Data items:
++++++++++++++++++++

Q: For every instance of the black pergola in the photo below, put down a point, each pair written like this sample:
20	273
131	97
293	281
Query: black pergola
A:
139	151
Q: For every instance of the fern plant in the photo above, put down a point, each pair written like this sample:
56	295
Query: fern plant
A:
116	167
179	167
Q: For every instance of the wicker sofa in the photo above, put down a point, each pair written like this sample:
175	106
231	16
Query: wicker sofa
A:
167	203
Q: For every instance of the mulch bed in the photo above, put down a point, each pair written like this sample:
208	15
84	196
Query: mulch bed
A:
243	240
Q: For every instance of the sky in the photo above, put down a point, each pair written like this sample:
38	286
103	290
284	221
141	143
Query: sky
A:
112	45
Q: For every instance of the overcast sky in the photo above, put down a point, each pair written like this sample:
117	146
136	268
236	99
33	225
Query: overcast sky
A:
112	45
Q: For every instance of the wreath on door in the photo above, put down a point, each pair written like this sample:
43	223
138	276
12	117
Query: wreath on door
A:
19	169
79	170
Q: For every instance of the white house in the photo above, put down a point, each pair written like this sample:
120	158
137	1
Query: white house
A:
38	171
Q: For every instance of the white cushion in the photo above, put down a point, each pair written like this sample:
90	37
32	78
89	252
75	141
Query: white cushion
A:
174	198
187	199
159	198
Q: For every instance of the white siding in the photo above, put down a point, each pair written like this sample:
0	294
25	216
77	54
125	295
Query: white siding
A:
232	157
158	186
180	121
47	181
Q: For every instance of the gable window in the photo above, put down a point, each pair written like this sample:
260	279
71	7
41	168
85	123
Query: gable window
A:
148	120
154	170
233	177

++++++++++++++++++++

Problem statement =
All of the entries above need to be reproduced verbatim.

Finished exercise =
Q: For every instance of the black pergola in the photo below, put down a point, each pair written like this sample:
20	273
131	97
293	281
Query: black pergola
A:
139	151
Q: For every instance of the fern plant in the photo above, put down a point, each pair written like this sample:
56	295
Query: fern plant
A:
116	167
179	167
Q: For every instance of the wicker sofa in the photo above, put down a point, each pair written like this sample:
175	106
231	16
Query: wicker sofa
A:
167	203
Q: For every instance of the mulch bed in the photo above, put down a point, each pair written like this sample:
208	15
84	196
Query: mulch bed
A:
243	240
Q: For every instance of the sky in the photo above, put down a point, each pair written like this sample:
38	286
103	290
284	221
141	143
Query: sky
A:
112	45
Q: For every instance of the overcast sky in the photo above, put down a point, each pair written like this sample:
117	146
136	268
236	99
33	225
Query: overcast sky
A:
112	45
Q: For every instance of the wreath on door in the photo above, put down a point, each pair written like this sample:
43	223
138	276
12	117
Query: wreath on door
A:
19	169
79	170
Q: For every instance of the white house in the photo above, put down a point, each pair written like this sample:
120	158
137	1
Query: white house
A:
38	171
Q: For every instance of the white cushion in the photo above, put down a point, each pair written like this sample:
90	37
32	78
89	252
75	141
Query: white cushion
A:
174	198
187	199
159	198
Q: For every instance of the white siding in the photo above, put down a point, each pair written like this sample:
0	294
25	216
77	54
125	295
Query: white siding
A:
232	157
158	186
180	121
47	181
Q: For every instance of the gable window in the photo above, put down a point, each pair written like this sample:
260	279
71	7
41	168
85	123
Query: gable window
A:
148	120
154	170
233	177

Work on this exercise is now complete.